## What is required
Find the line that contains "Put a point on every instance of the white sign". Output it and every line after it to the end of the records, exactly as they appear.

## Record excerpts
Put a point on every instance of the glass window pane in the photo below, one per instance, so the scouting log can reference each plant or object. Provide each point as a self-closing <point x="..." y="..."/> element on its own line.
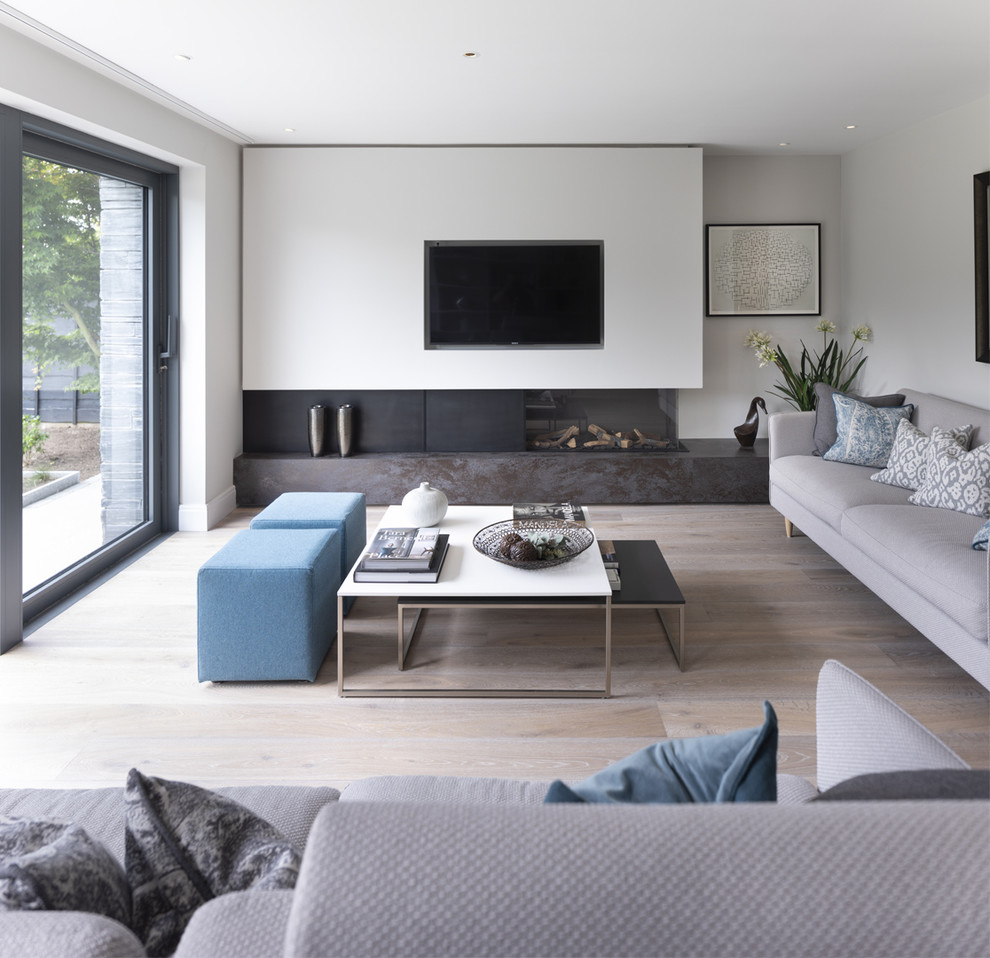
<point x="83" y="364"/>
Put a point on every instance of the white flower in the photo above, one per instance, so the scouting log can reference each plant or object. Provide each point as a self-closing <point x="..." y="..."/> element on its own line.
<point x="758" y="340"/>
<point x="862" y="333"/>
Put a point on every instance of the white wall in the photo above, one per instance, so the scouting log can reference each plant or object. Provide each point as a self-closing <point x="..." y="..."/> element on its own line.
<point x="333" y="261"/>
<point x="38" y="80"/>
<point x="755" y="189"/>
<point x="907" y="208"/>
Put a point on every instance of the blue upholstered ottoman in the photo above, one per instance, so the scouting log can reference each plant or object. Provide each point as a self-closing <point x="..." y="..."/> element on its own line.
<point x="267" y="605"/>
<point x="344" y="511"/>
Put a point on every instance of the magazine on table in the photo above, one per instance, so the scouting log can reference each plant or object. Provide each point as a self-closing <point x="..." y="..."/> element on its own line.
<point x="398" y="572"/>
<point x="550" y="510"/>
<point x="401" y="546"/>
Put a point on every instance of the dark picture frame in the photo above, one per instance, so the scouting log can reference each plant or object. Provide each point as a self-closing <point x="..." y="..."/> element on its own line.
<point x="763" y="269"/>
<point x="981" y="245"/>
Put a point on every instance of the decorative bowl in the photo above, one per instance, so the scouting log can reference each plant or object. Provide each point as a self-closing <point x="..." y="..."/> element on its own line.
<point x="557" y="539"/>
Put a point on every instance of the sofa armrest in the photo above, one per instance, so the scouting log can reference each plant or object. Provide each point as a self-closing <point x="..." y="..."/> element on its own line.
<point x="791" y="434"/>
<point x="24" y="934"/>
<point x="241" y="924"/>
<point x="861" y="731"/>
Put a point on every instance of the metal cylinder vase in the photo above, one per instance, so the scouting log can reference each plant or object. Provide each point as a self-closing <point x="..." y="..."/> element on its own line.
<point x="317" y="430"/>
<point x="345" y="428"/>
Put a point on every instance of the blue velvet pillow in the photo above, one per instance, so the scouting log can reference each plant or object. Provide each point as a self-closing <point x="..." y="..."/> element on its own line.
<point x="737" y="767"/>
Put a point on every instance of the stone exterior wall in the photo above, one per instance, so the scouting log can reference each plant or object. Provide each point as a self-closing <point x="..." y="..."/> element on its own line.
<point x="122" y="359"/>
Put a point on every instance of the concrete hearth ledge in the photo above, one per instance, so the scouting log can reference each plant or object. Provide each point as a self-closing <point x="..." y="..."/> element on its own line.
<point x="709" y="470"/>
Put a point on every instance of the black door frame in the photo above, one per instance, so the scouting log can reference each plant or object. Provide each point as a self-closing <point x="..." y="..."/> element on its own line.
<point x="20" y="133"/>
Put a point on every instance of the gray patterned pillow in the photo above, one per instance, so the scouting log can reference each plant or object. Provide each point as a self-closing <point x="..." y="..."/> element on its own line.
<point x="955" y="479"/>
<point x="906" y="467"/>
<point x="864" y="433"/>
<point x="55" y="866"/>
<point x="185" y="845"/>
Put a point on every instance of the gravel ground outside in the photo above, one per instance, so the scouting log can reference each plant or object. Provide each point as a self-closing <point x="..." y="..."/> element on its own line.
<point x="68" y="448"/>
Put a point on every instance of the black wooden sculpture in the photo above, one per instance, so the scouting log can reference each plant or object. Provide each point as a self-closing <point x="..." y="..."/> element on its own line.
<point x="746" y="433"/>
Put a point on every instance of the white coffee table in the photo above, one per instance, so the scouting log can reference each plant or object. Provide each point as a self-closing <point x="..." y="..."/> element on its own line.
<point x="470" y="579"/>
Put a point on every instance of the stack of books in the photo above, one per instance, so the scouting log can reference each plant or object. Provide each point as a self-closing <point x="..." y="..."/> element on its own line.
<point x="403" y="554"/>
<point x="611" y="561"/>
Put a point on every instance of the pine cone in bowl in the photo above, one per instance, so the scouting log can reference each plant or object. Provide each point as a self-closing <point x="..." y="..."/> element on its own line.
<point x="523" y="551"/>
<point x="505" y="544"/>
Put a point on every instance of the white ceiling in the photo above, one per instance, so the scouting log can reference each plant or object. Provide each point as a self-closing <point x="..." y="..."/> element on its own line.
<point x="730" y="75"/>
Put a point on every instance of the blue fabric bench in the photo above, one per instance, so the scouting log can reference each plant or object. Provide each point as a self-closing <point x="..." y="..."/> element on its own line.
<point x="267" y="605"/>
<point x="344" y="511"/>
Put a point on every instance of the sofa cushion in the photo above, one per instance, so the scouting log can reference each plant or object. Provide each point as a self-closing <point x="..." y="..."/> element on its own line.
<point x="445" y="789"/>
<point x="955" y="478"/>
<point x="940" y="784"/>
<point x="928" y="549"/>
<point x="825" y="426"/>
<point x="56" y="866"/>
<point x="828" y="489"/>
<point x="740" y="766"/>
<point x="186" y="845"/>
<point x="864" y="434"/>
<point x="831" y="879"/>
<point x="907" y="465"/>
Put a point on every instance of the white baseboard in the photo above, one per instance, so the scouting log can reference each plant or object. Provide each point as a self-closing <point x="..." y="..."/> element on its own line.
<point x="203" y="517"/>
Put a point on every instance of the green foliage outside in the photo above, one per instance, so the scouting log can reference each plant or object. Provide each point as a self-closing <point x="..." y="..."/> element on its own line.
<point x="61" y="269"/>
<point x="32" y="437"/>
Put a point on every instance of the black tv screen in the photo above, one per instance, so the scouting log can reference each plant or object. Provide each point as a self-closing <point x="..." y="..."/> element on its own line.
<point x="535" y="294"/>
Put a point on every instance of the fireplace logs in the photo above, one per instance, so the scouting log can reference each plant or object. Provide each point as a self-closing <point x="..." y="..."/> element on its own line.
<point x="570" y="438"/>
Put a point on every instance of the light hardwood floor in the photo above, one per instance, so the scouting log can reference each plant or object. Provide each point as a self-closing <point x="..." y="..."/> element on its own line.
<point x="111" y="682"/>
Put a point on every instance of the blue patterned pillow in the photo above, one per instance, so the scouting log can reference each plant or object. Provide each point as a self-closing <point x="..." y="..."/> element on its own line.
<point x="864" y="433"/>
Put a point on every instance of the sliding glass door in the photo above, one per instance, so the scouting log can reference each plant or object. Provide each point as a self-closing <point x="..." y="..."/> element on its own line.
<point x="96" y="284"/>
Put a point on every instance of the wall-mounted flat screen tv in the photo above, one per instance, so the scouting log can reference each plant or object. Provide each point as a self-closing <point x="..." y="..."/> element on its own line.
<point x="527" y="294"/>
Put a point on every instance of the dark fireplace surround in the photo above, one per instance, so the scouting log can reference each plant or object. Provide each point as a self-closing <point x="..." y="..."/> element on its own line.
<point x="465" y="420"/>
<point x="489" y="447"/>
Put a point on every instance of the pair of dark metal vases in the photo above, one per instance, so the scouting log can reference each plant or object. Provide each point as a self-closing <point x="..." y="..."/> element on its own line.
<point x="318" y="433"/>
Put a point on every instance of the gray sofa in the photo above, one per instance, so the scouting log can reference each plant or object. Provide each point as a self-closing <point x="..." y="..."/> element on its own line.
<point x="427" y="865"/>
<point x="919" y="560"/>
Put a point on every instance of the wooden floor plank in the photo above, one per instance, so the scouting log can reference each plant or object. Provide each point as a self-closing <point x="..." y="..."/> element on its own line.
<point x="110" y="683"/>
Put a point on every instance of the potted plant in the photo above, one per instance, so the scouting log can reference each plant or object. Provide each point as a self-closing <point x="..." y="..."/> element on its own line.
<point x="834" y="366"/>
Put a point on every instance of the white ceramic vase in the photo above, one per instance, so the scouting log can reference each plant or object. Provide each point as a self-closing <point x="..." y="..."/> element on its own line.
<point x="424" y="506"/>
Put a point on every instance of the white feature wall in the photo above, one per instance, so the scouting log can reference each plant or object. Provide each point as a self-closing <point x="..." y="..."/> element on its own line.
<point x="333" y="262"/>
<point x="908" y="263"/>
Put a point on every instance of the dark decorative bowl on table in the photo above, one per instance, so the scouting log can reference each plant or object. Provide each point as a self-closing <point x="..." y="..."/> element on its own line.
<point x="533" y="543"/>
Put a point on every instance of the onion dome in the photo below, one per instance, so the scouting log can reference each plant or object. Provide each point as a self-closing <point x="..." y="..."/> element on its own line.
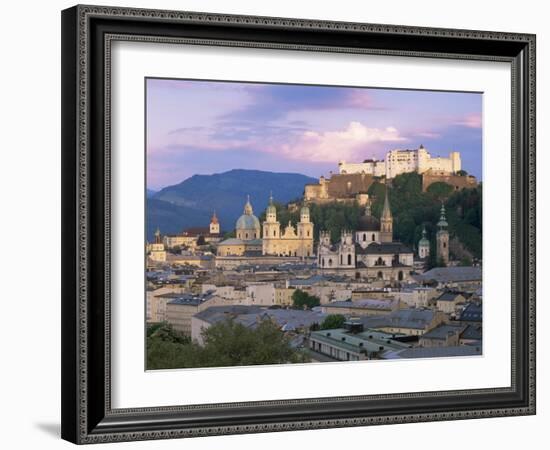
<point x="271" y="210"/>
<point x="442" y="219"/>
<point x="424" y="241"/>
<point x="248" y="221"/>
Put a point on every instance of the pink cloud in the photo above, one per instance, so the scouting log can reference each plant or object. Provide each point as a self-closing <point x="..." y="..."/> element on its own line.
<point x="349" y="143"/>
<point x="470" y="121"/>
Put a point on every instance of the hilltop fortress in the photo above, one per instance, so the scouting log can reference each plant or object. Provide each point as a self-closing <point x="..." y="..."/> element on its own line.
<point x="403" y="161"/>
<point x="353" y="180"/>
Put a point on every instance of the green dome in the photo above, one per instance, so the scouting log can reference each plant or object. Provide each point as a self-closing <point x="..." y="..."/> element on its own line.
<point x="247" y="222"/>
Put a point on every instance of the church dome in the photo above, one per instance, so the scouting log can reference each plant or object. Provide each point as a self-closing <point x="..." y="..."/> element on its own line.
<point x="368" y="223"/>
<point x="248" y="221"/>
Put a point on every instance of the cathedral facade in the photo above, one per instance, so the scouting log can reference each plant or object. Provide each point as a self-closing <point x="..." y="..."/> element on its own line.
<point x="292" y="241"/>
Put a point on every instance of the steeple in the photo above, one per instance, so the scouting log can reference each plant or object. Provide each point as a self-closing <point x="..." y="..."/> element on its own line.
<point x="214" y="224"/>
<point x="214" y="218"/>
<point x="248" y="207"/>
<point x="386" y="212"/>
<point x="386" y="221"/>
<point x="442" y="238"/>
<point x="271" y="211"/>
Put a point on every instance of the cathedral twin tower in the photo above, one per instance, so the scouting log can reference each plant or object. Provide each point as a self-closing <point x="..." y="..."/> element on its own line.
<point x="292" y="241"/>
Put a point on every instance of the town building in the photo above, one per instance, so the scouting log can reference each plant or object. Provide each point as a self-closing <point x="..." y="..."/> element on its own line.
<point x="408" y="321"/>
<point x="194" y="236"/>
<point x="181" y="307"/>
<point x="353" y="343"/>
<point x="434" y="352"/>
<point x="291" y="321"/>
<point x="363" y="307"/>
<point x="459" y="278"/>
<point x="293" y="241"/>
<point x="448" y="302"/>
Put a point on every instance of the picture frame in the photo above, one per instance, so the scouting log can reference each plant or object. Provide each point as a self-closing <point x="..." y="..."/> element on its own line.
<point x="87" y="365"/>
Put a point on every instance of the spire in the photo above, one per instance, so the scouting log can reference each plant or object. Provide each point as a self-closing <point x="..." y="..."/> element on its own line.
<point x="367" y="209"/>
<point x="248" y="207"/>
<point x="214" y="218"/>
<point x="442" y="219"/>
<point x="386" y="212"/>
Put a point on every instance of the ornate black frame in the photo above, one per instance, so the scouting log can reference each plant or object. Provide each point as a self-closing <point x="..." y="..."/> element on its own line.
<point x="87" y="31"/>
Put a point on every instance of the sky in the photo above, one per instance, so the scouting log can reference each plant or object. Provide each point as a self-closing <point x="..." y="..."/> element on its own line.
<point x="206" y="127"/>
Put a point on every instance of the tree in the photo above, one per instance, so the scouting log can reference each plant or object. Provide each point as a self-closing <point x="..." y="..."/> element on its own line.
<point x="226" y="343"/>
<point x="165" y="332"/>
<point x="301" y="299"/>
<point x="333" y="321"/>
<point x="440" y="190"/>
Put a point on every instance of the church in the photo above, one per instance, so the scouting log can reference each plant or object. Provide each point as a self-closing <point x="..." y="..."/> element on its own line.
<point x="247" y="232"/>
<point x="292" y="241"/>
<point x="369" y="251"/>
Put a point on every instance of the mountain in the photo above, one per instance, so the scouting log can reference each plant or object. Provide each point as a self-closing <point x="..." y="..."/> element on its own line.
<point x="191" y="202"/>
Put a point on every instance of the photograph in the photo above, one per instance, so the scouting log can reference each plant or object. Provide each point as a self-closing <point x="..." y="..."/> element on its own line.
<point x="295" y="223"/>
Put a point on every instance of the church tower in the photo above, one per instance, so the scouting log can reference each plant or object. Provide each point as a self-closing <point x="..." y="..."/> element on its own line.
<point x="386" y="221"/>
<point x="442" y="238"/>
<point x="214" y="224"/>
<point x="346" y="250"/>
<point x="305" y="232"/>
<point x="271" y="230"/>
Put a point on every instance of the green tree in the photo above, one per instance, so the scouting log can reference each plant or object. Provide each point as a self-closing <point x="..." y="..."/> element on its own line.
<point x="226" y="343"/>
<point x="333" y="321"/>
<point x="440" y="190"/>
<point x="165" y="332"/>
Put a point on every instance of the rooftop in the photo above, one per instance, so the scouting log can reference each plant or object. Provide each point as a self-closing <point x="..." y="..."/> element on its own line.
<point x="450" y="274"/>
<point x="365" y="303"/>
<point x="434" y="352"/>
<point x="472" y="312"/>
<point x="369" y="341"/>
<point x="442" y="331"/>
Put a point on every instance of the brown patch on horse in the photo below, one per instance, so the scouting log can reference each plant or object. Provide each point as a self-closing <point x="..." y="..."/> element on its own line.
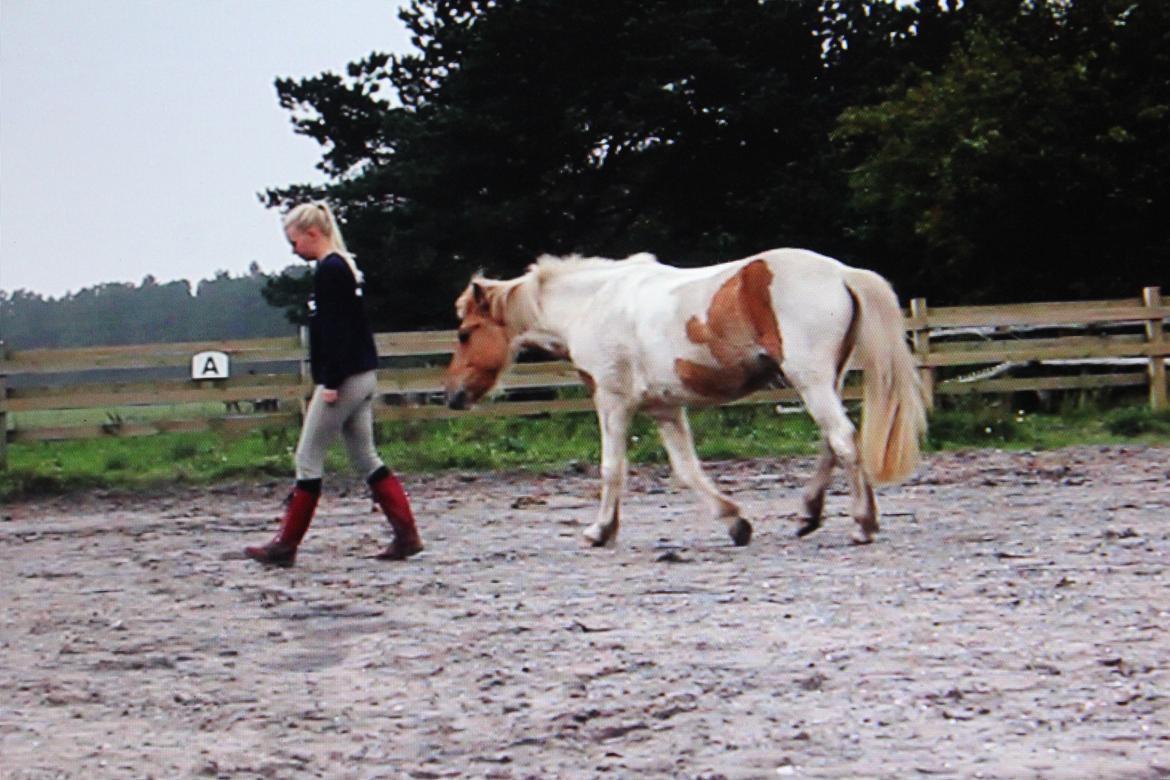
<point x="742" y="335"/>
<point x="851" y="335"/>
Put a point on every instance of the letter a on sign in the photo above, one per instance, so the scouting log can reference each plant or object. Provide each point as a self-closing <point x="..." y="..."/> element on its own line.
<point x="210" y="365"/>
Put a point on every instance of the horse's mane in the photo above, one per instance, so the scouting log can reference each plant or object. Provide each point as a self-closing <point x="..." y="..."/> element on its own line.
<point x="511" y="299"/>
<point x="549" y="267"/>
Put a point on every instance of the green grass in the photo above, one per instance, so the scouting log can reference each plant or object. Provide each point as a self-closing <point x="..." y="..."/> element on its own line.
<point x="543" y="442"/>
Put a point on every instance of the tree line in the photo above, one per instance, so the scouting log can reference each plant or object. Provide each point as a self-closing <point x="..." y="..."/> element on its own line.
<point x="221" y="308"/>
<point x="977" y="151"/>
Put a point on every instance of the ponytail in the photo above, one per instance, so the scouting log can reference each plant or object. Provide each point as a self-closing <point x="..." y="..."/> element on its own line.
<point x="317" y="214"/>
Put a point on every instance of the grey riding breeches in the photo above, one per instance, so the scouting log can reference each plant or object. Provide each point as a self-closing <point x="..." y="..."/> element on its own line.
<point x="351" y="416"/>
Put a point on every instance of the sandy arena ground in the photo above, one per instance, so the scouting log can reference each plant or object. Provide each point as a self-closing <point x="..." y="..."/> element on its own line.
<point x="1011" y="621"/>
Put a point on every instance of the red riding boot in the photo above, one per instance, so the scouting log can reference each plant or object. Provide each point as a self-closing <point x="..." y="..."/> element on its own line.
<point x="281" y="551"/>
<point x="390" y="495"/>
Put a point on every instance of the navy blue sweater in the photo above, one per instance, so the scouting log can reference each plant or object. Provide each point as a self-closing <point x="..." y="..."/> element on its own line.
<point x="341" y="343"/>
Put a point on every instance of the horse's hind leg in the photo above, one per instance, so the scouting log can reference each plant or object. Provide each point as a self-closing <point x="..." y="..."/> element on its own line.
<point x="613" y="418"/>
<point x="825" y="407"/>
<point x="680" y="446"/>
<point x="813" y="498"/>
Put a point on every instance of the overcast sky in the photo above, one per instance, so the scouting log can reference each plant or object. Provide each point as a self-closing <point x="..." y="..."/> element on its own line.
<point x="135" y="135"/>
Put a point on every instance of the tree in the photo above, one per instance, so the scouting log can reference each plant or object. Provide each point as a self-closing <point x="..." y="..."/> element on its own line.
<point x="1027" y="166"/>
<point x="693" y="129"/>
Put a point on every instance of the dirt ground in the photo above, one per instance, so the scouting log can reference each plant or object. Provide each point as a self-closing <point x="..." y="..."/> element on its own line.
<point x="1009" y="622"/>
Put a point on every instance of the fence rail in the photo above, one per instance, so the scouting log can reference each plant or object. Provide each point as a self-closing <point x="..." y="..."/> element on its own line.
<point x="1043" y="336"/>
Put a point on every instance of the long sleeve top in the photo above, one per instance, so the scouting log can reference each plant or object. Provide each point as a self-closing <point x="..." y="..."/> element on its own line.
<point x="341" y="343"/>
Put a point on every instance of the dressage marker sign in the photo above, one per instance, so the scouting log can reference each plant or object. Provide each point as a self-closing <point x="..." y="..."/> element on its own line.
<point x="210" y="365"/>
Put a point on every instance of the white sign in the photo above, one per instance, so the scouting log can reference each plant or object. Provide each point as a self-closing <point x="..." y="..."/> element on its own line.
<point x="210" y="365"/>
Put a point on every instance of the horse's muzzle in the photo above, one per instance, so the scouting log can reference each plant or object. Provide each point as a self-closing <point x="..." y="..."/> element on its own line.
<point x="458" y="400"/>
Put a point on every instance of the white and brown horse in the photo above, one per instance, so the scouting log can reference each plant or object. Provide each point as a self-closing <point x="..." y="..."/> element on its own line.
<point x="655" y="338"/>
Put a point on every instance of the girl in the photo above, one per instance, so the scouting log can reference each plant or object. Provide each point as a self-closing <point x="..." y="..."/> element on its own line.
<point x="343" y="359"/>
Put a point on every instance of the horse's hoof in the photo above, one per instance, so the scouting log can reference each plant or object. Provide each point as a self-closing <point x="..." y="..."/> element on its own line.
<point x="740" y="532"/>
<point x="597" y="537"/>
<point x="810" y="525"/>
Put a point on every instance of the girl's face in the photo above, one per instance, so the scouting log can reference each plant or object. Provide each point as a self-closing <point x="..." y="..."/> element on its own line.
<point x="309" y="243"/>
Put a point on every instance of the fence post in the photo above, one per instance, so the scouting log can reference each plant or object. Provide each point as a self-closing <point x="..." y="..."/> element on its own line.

## Reply to the exercise
Put a point on every instance of the white sign in the photo above, one per instance, so the scouting log can reference each plant or object. Provide each point as a self-closing <point x="..." y="..."/> element on its own line.
<point x="210" y="365"/>
Put a point on every instance of the horse's muzzle in the photo above, one per instance, so the scouting log can reference each plant or object. Provide each point as a self-closing <point x="..." y="..."/> element on its own line.
<point x="458" y="400"/>
Put a point on every instance of the white and brown horse in the photo above, one per instance, so the scouting log can reference each plant or object. Provide each point as a self-closing <point x="..." y="..."/> element on its own line.
<point x="655" y="338"/>
Put a point on every instance of the girl in the photo above, one per instance, so the scouting log can reference each plant or object. Provide each point as a self-closing <point x="..." y="..."/> element on its own line.
<point x="343" y="359"/>
Put a point on every instance of the horse's hoof in the photo above, one per instance, so the scouting log can reference each plant or object. Provide each point as a self-closing <point x="..." y="..."/> element on its own line.
<point x="740" y="532"/>
<point x="597" y="537"/>
<point x="810" y="525"/>
Put a point on every instance of the girl's face in the photo above, one per instance, so the scouting log can reference each plant or object. Provide each point as a self-closing <point x="..." y="..."/> element on its own line.
<point x="309" y="243"/>
Put a point on every instance of the fence post in the photo above, one per instance, so the scouting log can reference each plant or object. Provide each point as a self-closing <point x="..." y="..."/> element on its own line.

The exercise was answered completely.